(Point localization data)
——————————
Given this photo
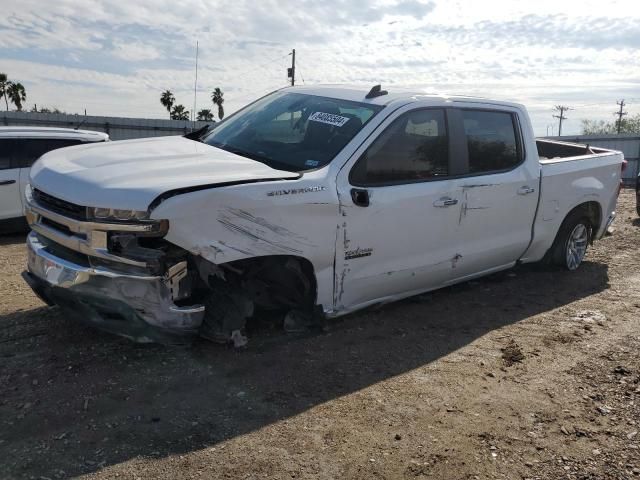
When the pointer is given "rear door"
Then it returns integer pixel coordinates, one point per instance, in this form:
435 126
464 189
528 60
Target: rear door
10 202
499 192
399 211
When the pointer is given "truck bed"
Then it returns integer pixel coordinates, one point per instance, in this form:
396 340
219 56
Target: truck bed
554 150
572 174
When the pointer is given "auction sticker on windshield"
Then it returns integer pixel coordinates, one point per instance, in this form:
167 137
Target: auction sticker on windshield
329 119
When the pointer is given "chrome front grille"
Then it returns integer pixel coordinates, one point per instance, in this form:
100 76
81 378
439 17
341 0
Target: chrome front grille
47 219
60 206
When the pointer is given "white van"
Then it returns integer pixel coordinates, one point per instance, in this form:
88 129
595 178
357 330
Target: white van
20 147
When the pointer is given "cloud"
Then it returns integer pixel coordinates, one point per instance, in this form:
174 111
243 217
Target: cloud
116 57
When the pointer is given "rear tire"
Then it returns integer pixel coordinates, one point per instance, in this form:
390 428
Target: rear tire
570 246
——————————
■ **Work instructions**:
Wherever the string "pointer" occurs in the data, copy the line that holds it.

■ **Task result**:
When the pointer is given "rear door"
When the pointer is given "truck bed"
When the pointer is given "auction sticker on windshield"
When the pointer is given "chrome front grille"
When the pointer is given "white van"
When the pointer is given "cloud"
When the pointer is given "rear tire"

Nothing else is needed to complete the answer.